__PROBLEM STATEMENT__.
Tell how many lines in these records contain the string "exact", with only the number as the reply.

Dataset entries:
***

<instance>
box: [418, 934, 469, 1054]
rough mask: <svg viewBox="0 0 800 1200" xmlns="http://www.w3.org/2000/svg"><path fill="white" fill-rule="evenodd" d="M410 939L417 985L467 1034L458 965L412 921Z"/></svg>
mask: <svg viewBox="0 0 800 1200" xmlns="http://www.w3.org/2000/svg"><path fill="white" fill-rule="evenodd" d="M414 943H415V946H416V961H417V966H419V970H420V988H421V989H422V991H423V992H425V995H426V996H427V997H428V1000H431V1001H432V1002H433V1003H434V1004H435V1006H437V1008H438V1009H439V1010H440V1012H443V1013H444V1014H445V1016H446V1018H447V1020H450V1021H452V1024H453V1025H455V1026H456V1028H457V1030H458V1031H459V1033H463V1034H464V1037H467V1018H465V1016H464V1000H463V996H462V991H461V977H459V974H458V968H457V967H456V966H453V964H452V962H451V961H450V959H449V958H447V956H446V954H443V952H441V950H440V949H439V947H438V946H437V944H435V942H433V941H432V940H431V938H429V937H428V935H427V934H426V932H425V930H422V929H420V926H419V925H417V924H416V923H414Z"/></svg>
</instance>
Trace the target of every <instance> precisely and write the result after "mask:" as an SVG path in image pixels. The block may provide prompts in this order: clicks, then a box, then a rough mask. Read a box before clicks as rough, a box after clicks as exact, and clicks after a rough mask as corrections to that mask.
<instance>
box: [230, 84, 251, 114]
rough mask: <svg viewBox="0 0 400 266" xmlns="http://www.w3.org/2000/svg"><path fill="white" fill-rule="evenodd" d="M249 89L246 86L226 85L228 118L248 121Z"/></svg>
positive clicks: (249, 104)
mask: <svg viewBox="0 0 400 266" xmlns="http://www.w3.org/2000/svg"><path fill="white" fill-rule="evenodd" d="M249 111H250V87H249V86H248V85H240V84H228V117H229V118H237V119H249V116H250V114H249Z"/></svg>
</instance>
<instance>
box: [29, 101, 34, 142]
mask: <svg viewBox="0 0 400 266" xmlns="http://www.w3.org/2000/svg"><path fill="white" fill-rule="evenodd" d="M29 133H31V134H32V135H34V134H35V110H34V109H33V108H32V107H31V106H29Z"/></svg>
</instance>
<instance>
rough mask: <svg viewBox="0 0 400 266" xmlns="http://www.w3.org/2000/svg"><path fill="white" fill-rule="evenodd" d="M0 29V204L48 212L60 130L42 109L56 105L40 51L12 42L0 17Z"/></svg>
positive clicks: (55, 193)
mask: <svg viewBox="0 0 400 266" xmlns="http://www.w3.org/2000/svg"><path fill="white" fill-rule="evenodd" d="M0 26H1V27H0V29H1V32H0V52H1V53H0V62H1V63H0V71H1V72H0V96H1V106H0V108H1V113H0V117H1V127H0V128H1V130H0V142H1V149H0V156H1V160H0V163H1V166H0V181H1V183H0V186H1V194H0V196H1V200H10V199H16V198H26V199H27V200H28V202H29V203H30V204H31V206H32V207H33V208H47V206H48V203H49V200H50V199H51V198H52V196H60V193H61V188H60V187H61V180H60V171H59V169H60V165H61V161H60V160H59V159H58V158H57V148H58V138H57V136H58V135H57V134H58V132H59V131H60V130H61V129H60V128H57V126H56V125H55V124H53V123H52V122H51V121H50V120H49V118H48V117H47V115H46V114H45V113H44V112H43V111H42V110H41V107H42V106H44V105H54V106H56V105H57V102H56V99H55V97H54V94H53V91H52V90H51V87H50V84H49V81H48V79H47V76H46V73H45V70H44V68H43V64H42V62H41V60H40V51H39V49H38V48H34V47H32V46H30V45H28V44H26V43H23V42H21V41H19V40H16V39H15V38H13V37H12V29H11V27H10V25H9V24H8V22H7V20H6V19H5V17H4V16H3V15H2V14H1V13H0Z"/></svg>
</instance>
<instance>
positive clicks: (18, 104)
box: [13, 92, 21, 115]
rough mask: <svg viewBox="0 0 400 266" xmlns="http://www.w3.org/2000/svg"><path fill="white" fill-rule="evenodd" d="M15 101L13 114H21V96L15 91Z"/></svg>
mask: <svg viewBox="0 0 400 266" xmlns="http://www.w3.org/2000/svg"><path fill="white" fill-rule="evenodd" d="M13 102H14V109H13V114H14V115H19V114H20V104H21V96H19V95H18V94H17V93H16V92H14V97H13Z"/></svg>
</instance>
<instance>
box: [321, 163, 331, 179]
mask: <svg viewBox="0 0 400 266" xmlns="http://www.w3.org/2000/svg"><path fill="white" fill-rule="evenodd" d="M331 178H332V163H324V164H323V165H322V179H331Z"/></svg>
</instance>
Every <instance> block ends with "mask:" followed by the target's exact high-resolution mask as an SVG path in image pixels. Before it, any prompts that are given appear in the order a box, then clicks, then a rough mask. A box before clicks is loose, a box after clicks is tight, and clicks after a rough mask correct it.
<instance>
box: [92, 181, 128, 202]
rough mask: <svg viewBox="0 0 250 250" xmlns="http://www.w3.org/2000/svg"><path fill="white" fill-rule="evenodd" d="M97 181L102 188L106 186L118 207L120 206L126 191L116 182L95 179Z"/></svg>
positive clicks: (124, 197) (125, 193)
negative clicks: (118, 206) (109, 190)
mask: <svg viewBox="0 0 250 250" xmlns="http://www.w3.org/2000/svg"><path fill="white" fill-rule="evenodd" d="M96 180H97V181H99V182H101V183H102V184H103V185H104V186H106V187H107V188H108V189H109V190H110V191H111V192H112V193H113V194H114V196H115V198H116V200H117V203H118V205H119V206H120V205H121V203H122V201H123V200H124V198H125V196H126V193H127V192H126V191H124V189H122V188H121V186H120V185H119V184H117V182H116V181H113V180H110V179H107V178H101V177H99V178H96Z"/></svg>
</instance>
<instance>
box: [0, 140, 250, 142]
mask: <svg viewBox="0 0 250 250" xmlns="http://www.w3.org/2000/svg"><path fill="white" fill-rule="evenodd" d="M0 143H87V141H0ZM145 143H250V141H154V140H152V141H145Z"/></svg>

***

__TASK RESPONSE__.
2